[START OF Quoted passage]

Some major cuts announced in Telford & Wrekin as well as in Flintshire today. In other news, there’s a heap of blogs on the Libraries Task Force webpage, although they are of widely variable quality.  The best is the one on Amazon lockers because, although it does not point out the obvious downside of advertising the ethically dubious and cut-throat competitor to libraries, it provided usable statistics and analysis.  The danger with some of the others produced is that they read awfully like press releases (and in one case something like a holiday postcard) and, being they are on the gov.uk site, will be give more credence than if they were directly published by the councils themselves.  Libraries don’t just need ideas and innovations, they need evidence to work out which options are best to go down … and that means statistics and analysis, not just blurb.

One problem caused by library services not sure as to what to do is in internet filtering their public access machines.  Recent research shows that such filtering not only can block useful search terms (including LGBT) but also cost a fortune as well.  As librarians we should be able to work out what keywords make sense to block, if any, ourselves. It’s notable that some services don’t filter at all and yet have somehow managed to avoid imploding. Library services are often shamefully unsure about the IT side and, to be fair, sometimes these filters may be put on by corporate IT without even any consultation with librarians. However, spending a load of money on services that may block genuine searches is perhaps not the best thing to do, let alone what it may be say about our willingness to censor when we should all be about freedom of information.

[END OF Quoted passage]
[START OF Provided information]

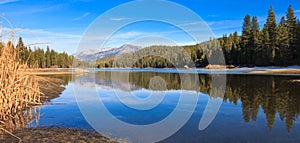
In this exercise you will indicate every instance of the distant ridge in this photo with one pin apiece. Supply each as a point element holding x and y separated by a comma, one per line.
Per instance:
<point>91,55</point>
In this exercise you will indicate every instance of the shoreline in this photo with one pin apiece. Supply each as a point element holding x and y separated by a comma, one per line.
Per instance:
<point>51,89</point>
<point>251,70</point>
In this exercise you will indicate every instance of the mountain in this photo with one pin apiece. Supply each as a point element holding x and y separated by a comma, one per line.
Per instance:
<point>90,55</point>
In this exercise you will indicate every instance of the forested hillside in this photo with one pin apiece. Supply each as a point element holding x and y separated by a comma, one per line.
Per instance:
<point>276,43</point>
<point>40,58</point>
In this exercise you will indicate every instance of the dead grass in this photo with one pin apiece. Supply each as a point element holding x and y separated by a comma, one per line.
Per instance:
<point>18,90</point>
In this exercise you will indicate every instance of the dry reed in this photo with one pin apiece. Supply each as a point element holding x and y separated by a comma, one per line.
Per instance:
<point>18,91</point>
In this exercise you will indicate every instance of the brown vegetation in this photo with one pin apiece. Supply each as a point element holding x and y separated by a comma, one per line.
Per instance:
<point>18,89</point>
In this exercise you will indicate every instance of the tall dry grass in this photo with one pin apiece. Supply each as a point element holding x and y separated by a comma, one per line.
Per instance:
<point>18,89</point>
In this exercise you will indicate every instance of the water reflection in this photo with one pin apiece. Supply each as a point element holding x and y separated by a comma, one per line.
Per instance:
<point>273,94</point>
<point>25,119</point>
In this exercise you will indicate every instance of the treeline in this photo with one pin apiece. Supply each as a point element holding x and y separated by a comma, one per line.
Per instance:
<point>40,58</point>
<point>157,56</point>
<point>276,44</point>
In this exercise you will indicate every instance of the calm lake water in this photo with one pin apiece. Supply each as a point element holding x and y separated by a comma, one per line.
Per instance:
<point>255,108</point>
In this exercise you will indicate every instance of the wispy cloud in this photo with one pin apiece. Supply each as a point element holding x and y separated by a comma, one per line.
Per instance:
<point>81,17</point>
<point>38,9</point>
<point>212,16</point>
<point>59,41</point>
<point>7,1</point>
<point>119,18</point>
<point>128,35</point>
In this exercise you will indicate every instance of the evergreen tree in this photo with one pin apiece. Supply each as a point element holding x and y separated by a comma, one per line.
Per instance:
<point>292,32</point>
<point>245,40</point>
<point>283,54</point>
<point>255,40</point>
<point>271,28</point>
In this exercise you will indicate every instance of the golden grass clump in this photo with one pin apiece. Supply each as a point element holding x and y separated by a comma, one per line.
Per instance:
<point>18,89</point>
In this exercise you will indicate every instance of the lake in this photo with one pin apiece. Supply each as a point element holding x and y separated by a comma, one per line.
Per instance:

[END OF Provided information]

Required work: In the library news post, which blog on the Libraries Task Force webpage is called the best?

Right answer: The one on Amazon lockers.